→ **EXTRAIT SOURCE**
"""

Selon les évaluations disponibles, inévitablement approximatives, le nombre de « mineurs isolés étrangers » (MIE) actuellement présents sur le sol français serait de l’ordre de 8 000. Les flux annuels d’arrivées seraient d’environ 4 0001.
En application de la Convention internationale des droits de l’enfant, du droit européen relatif à l’asile, à l’immigration et à la traite des êtres humains et du droit national, les mineurs isolés étrangers doivent être accueillis sur le territoire national2 et protégés.
Depuis l’origine, l’accueil et la prise en charge des mineurs isolés étrangers ont été pour l’essentiel assurés par les conseils généraux, dans le cadre de la protection de l’enfance.
Cette pratique a été implicitement confirmée par la loi du 5 mars 2007 réformant la protection de l’enfance qui a précisé, à l’article L. 112-3 du code de l’action sociale et des familles (CASF), que « la protection de l’enfance a également pour but de prévenir les difficultés que peuvent rencontrer les mineurs privés temporairement ou définitivement de la protection de leurs familles et d’assurer leur prise en charge. ». Disposition qui a été interprétée – de manière extensive – par l’État comme justifiant la prise en charge des mineurs isolés étrangers par les conseils généraux dès leur arrivée ou leur repérage sur le territoire.
La situation qui en résulte n’est pas du tout satisfaisante.
D’une part, parce que l’État ne peut se désintéresser du phénomène des mineurs isolés étrangers, qui relève directement de ses compétences régaliennes et appelle un traitement national.
Comme le soulignait très bien le rapport de la sénatrice Mme Isabelle Debré3, « l’État est concerné au titre de la maîtrise des flux migratoires, la lutte contre l’immigration clandestine et les trafics d’êtres humains, la justice des mineurs. ». Ajoutons que c’est l’État qui est comptable du respect des engagements internationaux auxquels la France est partie et que lui seul peut agir aux niveaux international et européen, ou dans le cadre de la coopération bilatérale avec les pays sources.
D’autre part, parce que, du fait de sa carence, les départements assument seuls une charge très lourde et qui devrait relever de la solidarité nationale. Quels que soient le dévouement et la compétence des personnels de l’aide sociale à l’enfance (ASE) et la priorité accordée par les conseils généraux à la protection de l’enfance, ils n’en ont pas les moyens.
Les services de l’ASE, qui fonctionnent généralement à la limite de leurs capacités, ne sont pas armés pour la prise en charge très complexe des MIE, très éloignée de leurs missions habituelles et qui les désorganise au point de compromettre l’action éducative dont ils ont la charge.
Ils sont en particulier dépourvus des instruments et informations nécessaires pour reconstituer l’identité et le parcours de ces jeunes, le plus souvent non francophones, pour rechercher leurs familles, faire un bilan complet de leur situation (juridique, sanitaire, psychologique, scolaire, etc.) et ils n’ont pas toujours accès localement aux interprètes, aux concours et aux expertises dont ils auraient besoin.
De plus, ils ont souvent l’impression d’être instrumentalisés par les filières d’immigration clandestine et ils savent que les efforts qu’ils déploient risquent de rester vains, en cas de fugue ou lorsque les jeunes qu’ils accueillent ne peuvent, une fois majeurs, obtenir la régularisation de leur situation.

"""

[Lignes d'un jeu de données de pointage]
"""

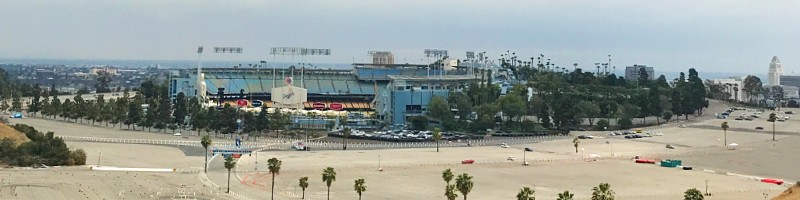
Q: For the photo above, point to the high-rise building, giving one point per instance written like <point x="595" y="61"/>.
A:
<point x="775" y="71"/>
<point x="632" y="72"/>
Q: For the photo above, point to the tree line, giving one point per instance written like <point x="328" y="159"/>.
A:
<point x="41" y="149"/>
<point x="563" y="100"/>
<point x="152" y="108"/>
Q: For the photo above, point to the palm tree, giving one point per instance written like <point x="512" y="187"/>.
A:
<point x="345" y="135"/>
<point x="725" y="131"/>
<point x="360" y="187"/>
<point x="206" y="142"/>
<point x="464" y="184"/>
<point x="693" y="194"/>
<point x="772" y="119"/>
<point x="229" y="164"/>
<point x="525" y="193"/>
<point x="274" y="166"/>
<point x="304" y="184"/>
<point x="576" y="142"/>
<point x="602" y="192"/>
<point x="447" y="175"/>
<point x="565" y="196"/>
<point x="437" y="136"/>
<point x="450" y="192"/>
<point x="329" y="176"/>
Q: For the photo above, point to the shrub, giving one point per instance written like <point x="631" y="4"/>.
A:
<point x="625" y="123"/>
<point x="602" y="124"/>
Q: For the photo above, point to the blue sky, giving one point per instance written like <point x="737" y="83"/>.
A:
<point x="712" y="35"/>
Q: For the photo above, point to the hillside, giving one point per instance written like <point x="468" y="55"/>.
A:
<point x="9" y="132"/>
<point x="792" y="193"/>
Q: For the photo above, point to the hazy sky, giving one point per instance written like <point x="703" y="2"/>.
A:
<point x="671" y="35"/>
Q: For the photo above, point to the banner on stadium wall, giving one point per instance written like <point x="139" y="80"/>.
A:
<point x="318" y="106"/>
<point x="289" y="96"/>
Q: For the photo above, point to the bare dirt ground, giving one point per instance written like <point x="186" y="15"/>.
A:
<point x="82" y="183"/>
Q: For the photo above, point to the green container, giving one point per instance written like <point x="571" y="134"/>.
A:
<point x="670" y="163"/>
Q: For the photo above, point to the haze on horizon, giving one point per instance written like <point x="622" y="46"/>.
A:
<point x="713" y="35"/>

"""
"""

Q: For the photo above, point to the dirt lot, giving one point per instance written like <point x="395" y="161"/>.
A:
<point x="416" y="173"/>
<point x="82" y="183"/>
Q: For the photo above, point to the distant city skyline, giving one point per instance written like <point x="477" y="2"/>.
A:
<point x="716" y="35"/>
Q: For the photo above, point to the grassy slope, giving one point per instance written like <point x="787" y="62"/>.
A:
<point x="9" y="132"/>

"""
"""

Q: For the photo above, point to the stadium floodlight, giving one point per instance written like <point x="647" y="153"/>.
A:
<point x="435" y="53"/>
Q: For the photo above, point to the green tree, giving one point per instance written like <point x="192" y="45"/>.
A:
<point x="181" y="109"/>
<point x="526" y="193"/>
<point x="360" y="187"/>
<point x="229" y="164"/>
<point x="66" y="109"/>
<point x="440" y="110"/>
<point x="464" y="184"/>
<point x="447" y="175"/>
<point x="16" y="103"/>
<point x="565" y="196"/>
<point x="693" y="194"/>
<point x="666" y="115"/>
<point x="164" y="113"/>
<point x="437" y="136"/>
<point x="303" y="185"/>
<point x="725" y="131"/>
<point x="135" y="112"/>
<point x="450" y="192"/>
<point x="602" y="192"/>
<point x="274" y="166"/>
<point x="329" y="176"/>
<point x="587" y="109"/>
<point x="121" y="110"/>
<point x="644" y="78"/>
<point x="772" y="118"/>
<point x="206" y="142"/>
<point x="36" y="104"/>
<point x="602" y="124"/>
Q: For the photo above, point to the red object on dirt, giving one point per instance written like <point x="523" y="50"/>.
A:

"""

→ **CONSIGNE A**
Recopiez le passage du texte sur les mineurs isolés étrangers qui va de « En application de » à « protection de l’enfance. ».
→ **CONSIGNE B**
D'après le texte sur les mineurs isolés étrangers, quelle loi a implicitement confirmé leur prise en charge par les conseils généraux ?
→ **CONSIGNE C**
Écrivez la suite du texte sur les mineurs isolés étrangers après sa dernière phrase.

→ **RÉPONSE A**
En application de la Convention internationale des droits de l’enfant, du droit européen relatif à l’asile, à l’immigration et à la traite des êtres humains et du droit national, les mineurs isolés étrangers doivent être accueillis sur le territoire national2 et protégés.
Depuis l’origine, l’accueil et la prise en charge des mineurs isolés étrangers ont été pour l’essentiel assurés par les conseils généraux, dans le cadre de la protection de l’enfance.

→ **RÉPONSE B**
La loi du 5 mars 2007 réformant la protection de l'enfance.

→ **RÉPONSE C**
La récente circulaire du ministère de la justice relative aux modalités de prise en charge des jeunes isolés étrangers4 n’apporte aucun commencement de réponse aux multiples questions que pose l’accueil des MIE.
Elle se borne à accorder, pendant un délai extrêmement bref, une contribution financière forfaitaire de l’État à la procédure d’évaluation des MIE, évaluation qu’elle restreint d’ailleurs à la validation de leur minorité et de leur état d’isolement, et à organiser la répartition des MIE pris en charge entre tous les départements.
Elle ne pourra ainsi qu’aggraver le problème, dans la mesure où cette singulière péréquation géographique rendra plus difficile encore, du fait de leur dispersion, d’assurer une prise en charge de qualité des MIE, et de mobiliser les compétences pluridisciplinaires qu’elle exige.
On peut en outre s’interroger sur le rôle excessif que cette circulaire donne au Parquet, sur son silence sur le respect des droits des MIE, et relever que ce curieux « placement-répartition » ne semble pas, comme l’exigent la Convention internationale des droits de l’enfant et le droit national, faire passer « l’intérêt supérieur de l’enfant » avant toute autre considération.
En fait, on ne peut reconnaître que deux mérites à la démarche entreprise par le Gouvernement :
– celui de faire justice de la fiction selon laquelle la prise en charge des MIE par les départements procéderait du souci de traiter également tous les enfants en danger, nationaux ou non : on n’imagine pas, en effet, qu’une semblable péréquation s’applique à la prise en charge des jeunes nationaux ;
– celui d’avoir mis en évidence, dès ses premiers mois d’application, la sous-estimation considérable des flux : le nombre des MIE faisant l’objet de la procédure en 2013 pourrait dépasser 2 5005, au lieu des 1 500 annoncés.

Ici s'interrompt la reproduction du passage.